Уже в июне 1910 года Вебер, имея в виду эту несовместимость поэта с обыденностью, использует понятие «харизма»: повиновение возникает благодаря тому, что правящему лицу приписывают некий сверхъестественный, божий дар. При личной встрече Георге производит на Вебера прямо противоположное впечатление. Он часто говорил о нем с Зиммелем и его супругой, а осенью 1910 года Георге приехал в Гейдельберг и среди прочего посетил и виллу «Фалленштайн». После этой и последующих встреч в памяти у Вебера осталась прежде всего «скромность Георге при личном общении»[557].
Однако особенность веберовской социологии господства в том и состоит, что ее положения должны формулироваться с точки зрения подчиненных и их заинтересованности в подчинении. Поэтому неудивительно, что перед Вебером Георге не демонстрировал своих харизматических манер: виртуозному правителю было ясно, что тому, кто не ждет от него царственных жестов, такое поведение покажется смешным. Если Георге когда–нибудь приходилось покупать железнодорожный билет, он тоже, скорее всего, при этом не вел себя как властитель. Свой дар харизматик не может проявить в любой ситуации, тут уж ничего не поделаешь. А железные дороги и вовсе не были предусмотрены в его царстве спасения, хотя здесь, в обычной жизни, они точно по расписанию доставляли его к его апостолам.

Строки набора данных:
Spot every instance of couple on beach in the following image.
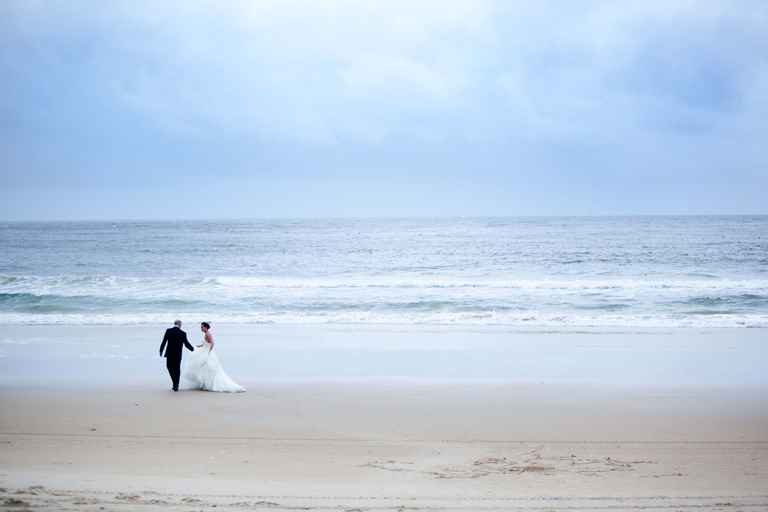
[160,320,245,393]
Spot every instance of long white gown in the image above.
[181,339,245,393]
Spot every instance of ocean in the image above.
[0,216,768,331]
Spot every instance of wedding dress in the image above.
[181,340,245,393]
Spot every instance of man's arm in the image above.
[160,329,168,357]
[184,333,195,352]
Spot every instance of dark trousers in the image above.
[165,357,181,390]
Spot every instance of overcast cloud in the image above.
[0,0,768,219]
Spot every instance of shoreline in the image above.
[0,324,768,512]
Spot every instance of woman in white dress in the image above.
[181,322,245,393]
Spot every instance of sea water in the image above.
[0,216,768,331]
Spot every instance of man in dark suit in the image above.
[160,320,195,391]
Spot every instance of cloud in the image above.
[0,0,768,218]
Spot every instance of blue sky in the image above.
[0,0,768,219]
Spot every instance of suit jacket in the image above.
[160,327,195,361]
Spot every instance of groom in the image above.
[160,320,195,391]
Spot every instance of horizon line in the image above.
[0,213,768,224]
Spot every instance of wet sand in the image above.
[0,379,768,511]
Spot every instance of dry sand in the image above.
[0,380,768,511]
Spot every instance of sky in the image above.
[0,0,768,220]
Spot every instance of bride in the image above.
[181,322,245,393]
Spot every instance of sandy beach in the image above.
[0,358,768,511]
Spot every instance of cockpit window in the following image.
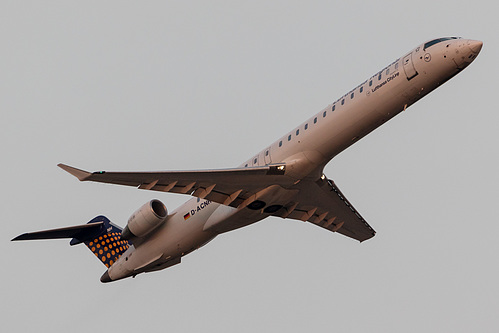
[423,37,459,50]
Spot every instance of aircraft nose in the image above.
[468,40,483,54]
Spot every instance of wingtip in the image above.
[57,163,92,181]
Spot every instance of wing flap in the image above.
[275,179,376,242]
[58,164,292,207]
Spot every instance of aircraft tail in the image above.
[12,215,130,268]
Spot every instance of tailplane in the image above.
[12,215,130,268]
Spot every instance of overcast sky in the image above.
[0,0,499,332]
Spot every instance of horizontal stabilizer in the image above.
[12,221,104,241]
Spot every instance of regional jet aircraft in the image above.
[14,37,482,282]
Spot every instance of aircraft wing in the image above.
[58,164,375,242]
[58,164,293,207]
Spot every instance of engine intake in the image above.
[121,199,168,239]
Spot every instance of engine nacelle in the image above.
[121,199,168,239]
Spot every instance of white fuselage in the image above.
[108,38,482,280]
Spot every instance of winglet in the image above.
[57,163,92,181]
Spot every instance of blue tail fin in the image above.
[13,215,131,268]
[70,216,129,268]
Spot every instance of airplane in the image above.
[13,37,483,283]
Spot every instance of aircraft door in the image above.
[403,52,418,80]
[263,147,272,164]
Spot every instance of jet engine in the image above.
[121,199,168,239]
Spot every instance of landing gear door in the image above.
[403,52,418,80]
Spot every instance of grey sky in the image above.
[0,0,499,332]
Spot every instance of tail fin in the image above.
[13,215,129,268]
[77,216,130,268]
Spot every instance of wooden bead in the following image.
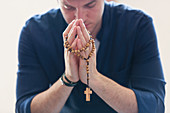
[71,49,74,53]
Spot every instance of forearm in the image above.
[31,77,73,113]
[90,73,138,113]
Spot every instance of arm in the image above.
[90,72,138,113]
[16,19,78,113]
[76,16,165,113]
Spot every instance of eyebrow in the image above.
[62,0,96,7]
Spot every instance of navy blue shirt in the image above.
[16,2,165,113]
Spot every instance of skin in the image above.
[31,0,138,113]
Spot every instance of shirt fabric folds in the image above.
[16,2,165,113]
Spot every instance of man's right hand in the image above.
[63,20,79,82]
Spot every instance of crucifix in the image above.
[64,33,95,101]
[84,87,92,101]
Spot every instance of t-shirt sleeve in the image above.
[130,16,165,113]
[16,21,49,113]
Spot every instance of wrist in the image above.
[90,71,101,88]
[60,73,78,87]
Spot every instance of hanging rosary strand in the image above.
[64,33,95,101]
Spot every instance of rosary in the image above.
[64,35,95,101]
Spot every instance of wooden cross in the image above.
[84,87,92,101]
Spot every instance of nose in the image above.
[75,8,86,20]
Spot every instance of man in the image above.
[16,0,165,113]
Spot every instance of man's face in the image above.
[60,0,104,34]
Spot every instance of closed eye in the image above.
[85,0,96,8]
[64,5,75,10]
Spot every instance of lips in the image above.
[85,24,90,28]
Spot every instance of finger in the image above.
[67,26,77,45]
[63,20,75,41]
[77,39,86,57]
[77,26,87,47]
[79,19,90,42]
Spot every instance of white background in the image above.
[0,0,170,113]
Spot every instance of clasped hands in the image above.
[63,19,97,84]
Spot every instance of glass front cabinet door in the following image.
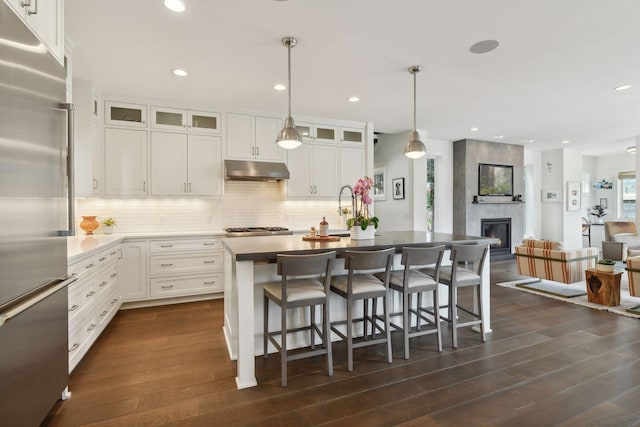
[104,101,147,127]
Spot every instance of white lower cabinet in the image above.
[68,246,122,372]
[120,240,149,302]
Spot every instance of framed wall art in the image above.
[567,181,580,211]
[391,178,404,200]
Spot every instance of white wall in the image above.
[374,130,453,233]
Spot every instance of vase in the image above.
[80,215,100,235]
[349,225,376,240]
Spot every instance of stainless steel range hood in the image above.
[224,160,290,181]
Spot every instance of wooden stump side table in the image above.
[585,269,623,306]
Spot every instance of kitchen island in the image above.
[223,231,495,389]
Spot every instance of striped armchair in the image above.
[626,256,640,297]
[516,239,600,283]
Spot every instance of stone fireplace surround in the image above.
[453,139,526,259]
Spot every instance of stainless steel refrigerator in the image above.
[0,1,73,426]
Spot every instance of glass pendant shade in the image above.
[404,65,427,159]
[276,37,302,150]
[404,130,427,159]
[276,116,302,150]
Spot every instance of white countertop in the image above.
[67,230,225,264]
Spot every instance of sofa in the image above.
[515,239,598,283]
[602,221,640,261]
[626,256,640,297]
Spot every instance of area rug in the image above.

▸ Ваша задача
Перепишите, пожалуйста, отрывок о Вебере и Георге от «Однако особенность веберовской» до «к его апостолам.», заменив «железнодорожный билет» на «проездной билет».

▸ Ответ на задание
Однако особенность веберовской социологии господства в том и состоит, что ее положения должны формулироваться с точки зрения подчиненных и их заинтересованности в подчинении. Поэтому неудивительно, что перед Вебером Георге не демонстрировал своих харизматических манер: виртуозному правителю было ясно, что тому, кто не ждет от него царственных жестов, такое поведение покажется смешным. Если Георге когда–нибудь приходилось покупать проездной билет, он тоже, скорее всего, при этом не вел себя как властитель. Свой дар харизматик не может проявить в любой ситуации, тут уж ничего не поделаешь. А железные дороги и вовсе не были предусмотрены в его царстве спасения, хотя здесь, в обычной жизни, они точно по расписанию доставляли его к его апостолам.